Excerpts from a detection dataset
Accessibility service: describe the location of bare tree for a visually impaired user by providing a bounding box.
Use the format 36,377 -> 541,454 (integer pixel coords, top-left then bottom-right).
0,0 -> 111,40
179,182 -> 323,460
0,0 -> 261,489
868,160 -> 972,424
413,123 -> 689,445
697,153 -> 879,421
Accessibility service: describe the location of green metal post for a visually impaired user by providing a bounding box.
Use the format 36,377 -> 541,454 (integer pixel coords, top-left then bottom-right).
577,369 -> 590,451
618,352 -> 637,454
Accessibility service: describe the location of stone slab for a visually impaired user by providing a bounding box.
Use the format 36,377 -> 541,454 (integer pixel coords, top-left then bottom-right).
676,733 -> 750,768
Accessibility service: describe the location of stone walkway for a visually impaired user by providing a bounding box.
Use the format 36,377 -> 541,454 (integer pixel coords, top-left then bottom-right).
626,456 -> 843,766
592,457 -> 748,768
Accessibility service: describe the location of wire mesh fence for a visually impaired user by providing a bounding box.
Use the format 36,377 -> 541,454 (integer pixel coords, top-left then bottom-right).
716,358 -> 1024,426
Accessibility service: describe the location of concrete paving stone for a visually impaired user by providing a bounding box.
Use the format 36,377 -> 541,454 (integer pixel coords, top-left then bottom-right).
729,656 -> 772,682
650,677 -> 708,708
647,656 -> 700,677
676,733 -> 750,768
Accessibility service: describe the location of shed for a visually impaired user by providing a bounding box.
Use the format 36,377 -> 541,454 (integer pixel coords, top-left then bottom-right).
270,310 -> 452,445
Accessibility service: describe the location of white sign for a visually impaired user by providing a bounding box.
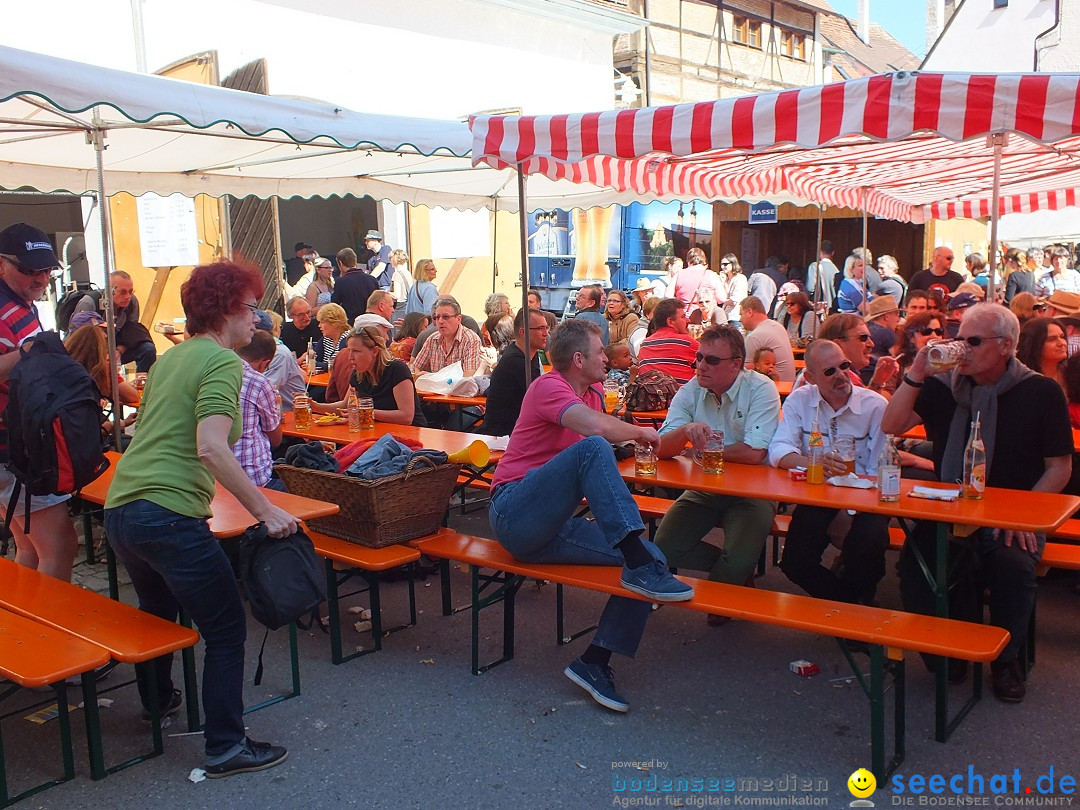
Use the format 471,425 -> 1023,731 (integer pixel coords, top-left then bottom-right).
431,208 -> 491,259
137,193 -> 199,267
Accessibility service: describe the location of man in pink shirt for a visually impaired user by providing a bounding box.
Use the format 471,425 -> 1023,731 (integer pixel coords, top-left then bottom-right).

• _PROMPT_: Express the stretch of data from the start through the line containing "697,153 -> 879,421" as a two-column CSV with the columns instruction and response, one row per instruction paired with its answer. Put each value in a single quoted field, with line breaks replaced by spaces.

• _RESULT_:
instruction,response
"Accessibility service: describe the location of bare tree for a visually impaired user by providing a bounding box. Use the format 36,377 -> 541,454 (integer pixel coords, top-left then bottom-right).","0,0 -> 111,40 179,182 -> 323,460 0,0 -> 261,489 868,160 -> 972,424 413,123 -> 689,445 697,153 -> 879,421"